**List of tasks**
1/ List the quantities that the cheese sales data in the marketing mix model walkthrough records for each week.
2/ In the marketing mix model walkthrough, what R squared does the model reach after log is applied to both Price and Sales Volume?

In this Note, I will explain how to build Marketing Mix Model with Exploratory (only with UI!), and predict future sales volume given a future marketing and pricing plan.
Let's use a sales data of a cheese product at a super market store for our exercise. It's a weekly data of sales volume, how much advertisement was done, and the price the product was sold at.
Let's start with a linear regression model to predict sales, simply from the price and advertisement of the same week.
Here is the Linear Regression Analytics View predicting Sales Volume from Advertisement and Price.
We can see that Sales Volume goes down as the Price goes up, and it goes up as the Advertisement goes up, which makes common sense.
Looking at the permutation importance result on the Importance tab, it seems that the pricing and the advertisement are of same importance in terms of affecting the sales volume.
You can check the model summary info such as R squared at the Summary view. With this simplistic model, R squared is 0.656, which means that about 66% the variability of the sales volume can be explained by price and advertisement.
But looking at Actual/Predicted tab, it seems that the actual values are not really distributed around the predicted value. The relationship between them does not look very linear.
The Residual/Predicted plot reveals the same concern. The residuals are not evenly distributed above and below 0.
Let's think what we can do to improve this model. It seems that price has significant impact on the sales volume with this model.
Here, by simply applying linear regression for the relationship between price and sales, we have been implicitly assuming that price and sales have additive linear relationship. But more commonly accepted model for relationship between price and sales is price elasticity being a constant, which means price and sales have multiplicative relationship.
Let's take that into account in this model. To do so, you can apply log function to both the Price and the Sales Volume.
Let's apply log to the Sales Volume from the Function dropdown of the Target Variable selector.
For the Price, open the Predictor Variables Selector dialog, and click the Edit icon of the Price variable.
Select Log (Natural Log) function, so that it is applied to the Price before it is fed to the linear regression model.
Looking at the Actual/Predicted plot after rebuilding the model, now the distribution of data seems more in line with the perfect fit diagonal reference line.
The residuals seems to be distributed more evenly between above 0 and below 0. It seems that this model represents the mechanism of price and advertisement affecting sales volume better than our previous model.
R squared is now 0.835, which is better than the previous model, though it is not apple-to-apple comparison since what we are predicting now is log of sales volume, which is different from raw sales volume.
When we invest on advertisement effort, it is natural to expect the effect of it to last for a while, while it is remaining in people's collective memory. The advertisement done in the last week or 2 weeks ago can reasonably affect the sales of this week. This is called carry over effect of advertisement.
Our previous model did not take the carry over effect into accout at all, since we predicted the sales purely based on the same week's advertisement effort.
Let's take the carry over effect into account in our model.
To do so, let's first calculate total effect of advertisement from the current week as well as the past weeks. This value is called "adstock".

**Coordinate annotation entries**
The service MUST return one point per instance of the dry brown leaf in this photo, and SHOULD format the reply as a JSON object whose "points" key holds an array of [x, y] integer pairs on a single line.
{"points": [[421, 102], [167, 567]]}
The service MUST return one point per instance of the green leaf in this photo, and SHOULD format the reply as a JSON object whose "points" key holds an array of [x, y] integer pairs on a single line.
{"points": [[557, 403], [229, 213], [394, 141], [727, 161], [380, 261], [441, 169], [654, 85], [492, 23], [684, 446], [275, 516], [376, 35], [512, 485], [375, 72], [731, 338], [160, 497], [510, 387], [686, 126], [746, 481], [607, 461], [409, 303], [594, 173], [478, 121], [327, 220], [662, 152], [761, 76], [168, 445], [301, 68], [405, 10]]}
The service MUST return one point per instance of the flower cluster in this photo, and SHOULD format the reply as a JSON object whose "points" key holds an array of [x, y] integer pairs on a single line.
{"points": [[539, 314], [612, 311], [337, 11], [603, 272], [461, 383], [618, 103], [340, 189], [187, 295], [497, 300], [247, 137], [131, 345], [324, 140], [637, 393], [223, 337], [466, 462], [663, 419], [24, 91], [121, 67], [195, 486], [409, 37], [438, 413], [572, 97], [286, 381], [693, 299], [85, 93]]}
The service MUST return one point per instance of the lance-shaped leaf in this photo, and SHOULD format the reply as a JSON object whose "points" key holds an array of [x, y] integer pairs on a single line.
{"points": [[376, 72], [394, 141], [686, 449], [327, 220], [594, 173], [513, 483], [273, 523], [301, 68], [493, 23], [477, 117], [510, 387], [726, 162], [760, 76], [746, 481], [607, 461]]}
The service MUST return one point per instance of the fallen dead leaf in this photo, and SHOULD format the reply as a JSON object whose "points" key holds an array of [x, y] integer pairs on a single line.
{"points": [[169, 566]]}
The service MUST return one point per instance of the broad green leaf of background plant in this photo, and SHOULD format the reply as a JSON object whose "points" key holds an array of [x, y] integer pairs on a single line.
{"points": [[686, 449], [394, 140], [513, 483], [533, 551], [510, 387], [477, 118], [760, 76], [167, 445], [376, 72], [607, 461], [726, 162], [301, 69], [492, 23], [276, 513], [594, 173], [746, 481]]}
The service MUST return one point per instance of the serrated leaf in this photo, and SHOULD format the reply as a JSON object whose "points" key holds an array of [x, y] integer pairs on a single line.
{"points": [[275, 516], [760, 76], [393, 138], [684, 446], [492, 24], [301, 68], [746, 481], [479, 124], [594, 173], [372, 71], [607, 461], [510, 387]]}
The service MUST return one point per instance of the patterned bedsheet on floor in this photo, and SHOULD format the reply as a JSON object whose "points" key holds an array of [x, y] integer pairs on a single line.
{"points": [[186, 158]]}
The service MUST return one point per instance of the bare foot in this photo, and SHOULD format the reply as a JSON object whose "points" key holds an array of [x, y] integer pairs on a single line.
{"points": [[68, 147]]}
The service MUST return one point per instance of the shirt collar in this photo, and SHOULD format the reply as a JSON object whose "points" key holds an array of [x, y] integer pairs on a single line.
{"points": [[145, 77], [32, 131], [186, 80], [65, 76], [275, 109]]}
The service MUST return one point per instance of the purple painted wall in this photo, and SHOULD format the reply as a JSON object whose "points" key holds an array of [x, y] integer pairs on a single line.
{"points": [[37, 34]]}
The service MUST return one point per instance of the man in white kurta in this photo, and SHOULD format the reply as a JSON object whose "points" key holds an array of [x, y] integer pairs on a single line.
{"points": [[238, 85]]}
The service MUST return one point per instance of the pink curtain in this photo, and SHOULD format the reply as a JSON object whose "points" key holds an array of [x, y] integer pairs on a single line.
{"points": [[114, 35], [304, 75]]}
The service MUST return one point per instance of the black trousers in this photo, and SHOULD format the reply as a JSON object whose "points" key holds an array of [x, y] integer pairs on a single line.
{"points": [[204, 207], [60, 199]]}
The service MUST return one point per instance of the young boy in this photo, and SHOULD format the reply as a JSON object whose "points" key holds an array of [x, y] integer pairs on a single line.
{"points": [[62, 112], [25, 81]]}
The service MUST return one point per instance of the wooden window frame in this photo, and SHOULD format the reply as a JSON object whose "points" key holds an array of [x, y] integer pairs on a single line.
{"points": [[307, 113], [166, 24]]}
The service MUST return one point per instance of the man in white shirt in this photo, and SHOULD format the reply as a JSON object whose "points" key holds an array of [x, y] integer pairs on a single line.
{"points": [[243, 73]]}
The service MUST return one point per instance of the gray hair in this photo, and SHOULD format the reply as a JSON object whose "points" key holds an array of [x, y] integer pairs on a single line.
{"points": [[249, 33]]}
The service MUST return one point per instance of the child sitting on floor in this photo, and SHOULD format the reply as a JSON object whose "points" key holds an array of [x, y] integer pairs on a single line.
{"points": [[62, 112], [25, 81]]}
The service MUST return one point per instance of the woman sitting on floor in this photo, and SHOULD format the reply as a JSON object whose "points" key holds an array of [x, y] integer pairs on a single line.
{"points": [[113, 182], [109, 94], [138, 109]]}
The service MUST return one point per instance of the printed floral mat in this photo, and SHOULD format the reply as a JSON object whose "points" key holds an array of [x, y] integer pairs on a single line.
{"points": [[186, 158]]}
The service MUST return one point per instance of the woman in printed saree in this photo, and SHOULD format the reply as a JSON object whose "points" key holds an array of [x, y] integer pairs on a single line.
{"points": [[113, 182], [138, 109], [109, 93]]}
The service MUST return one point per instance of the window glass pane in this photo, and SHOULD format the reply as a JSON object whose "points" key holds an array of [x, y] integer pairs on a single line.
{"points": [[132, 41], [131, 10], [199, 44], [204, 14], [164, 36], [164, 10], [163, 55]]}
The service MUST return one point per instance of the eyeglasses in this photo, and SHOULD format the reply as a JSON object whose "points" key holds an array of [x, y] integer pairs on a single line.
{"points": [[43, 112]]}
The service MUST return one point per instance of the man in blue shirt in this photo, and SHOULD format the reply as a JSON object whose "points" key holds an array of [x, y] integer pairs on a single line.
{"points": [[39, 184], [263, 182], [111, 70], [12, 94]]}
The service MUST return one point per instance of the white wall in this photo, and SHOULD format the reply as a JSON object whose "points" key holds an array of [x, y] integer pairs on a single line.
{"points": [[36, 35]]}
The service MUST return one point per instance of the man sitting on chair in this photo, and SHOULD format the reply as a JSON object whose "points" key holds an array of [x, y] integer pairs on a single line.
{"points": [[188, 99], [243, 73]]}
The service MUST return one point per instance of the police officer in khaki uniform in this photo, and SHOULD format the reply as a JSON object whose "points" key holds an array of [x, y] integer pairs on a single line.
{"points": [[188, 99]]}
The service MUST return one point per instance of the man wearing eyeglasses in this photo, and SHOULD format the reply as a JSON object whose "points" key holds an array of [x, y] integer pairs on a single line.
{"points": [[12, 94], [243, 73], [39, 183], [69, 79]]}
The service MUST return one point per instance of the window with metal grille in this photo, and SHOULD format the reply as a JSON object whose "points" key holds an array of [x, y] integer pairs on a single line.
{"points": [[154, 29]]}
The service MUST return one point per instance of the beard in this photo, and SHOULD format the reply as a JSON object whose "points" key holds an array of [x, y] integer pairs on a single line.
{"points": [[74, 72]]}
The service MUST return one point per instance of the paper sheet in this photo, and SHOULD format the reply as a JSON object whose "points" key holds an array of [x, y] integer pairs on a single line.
--
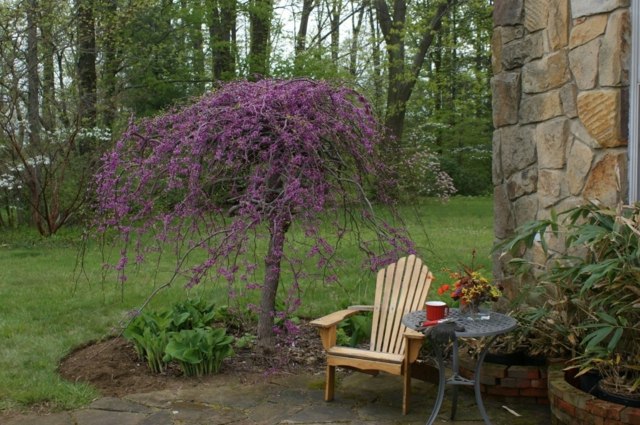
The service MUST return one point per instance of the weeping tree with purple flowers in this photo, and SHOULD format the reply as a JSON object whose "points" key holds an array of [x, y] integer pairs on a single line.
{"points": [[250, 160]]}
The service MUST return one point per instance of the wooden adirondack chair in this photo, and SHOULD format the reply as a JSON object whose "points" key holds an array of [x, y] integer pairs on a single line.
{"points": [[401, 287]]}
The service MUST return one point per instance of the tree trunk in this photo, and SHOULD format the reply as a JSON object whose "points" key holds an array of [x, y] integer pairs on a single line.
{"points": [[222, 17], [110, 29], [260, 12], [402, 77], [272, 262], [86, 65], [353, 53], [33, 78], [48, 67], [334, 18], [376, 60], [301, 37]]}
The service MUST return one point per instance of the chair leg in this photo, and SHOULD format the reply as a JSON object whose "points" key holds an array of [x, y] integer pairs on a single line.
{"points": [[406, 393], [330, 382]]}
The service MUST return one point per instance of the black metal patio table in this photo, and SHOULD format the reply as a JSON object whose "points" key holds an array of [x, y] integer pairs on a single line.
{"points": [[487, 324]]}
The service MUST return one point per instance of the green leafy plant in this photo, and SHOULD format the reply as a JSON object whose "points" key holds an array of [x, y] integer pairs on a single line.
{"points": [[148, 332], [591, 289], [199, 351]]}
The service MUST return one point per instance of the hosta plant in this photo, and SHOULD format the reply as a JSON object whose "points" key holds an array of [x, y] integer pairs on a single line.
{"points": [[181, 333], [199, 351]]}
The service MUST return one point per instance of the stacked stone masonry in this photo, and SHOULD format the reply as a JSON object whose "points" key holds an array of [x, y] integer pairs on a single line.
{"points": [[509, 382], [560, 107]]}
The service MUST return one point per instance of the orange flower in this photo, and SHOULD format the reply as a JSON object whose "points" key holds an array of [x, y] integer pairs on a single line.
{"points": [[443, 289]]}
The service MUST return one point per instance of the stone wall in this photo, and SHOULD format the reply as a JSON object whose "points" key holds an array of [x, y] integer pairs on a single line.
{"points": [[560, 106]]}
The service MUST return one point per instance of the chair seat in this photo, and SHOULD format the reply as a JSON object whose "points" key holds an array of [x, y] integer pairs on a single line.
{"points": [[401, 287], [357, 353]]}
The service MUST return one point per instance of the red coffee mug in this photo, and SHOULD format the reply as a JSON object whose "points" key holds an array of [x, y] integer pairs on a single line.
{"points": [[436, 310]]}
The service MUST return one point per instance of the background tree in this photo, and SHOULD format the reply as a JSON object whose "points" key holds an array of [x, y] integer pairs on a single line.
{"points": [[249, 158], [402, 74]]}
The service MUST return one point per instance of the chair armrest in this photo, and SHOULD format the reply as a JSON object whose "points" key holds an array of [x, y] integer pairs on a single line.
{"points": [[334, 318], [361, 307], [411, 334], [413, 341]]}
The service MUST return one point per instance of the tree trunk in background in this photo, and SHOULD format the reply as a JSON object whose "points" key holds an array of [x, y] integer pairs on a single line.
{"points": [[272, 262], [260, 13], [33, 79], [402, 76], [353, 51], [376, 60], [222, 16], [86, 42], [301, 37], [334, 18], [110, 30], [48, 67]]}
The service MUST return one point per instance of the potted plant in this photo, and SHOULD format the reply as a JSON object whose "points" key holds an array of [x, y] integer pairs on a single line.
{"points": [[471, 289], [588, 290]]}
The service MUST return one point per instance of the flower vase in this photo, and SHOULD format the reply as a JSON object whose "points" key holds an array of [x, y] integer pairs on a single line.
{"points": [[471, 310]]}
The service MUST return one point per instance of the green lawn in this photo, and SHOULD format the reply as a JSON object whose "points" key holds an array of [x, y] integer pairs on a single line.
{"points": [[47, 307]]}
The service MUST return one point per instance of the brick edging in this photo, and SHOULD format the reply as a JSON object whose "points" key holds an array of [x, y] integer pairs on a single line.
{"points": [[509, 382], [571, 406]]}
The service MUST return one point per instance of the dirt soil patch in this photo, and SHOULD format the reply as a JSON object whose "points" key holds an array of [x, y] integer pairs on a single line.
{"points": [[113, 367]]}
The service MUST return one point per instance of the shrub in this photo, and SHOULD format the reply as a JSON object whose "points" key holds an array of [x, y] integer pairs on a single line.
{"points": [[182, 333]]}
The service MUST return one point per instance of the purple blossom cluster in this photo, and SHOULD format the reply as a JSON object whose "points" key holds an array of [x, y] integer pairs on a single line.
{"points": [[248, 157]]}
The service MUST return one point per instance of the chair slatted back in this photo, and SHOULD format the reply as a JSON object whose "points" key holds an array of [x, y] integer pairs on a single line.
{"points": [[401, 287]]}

**Answers to the problems**
1/ Sales volume, how much advertisement was done, and the price the product was sold at.

2/ 0.835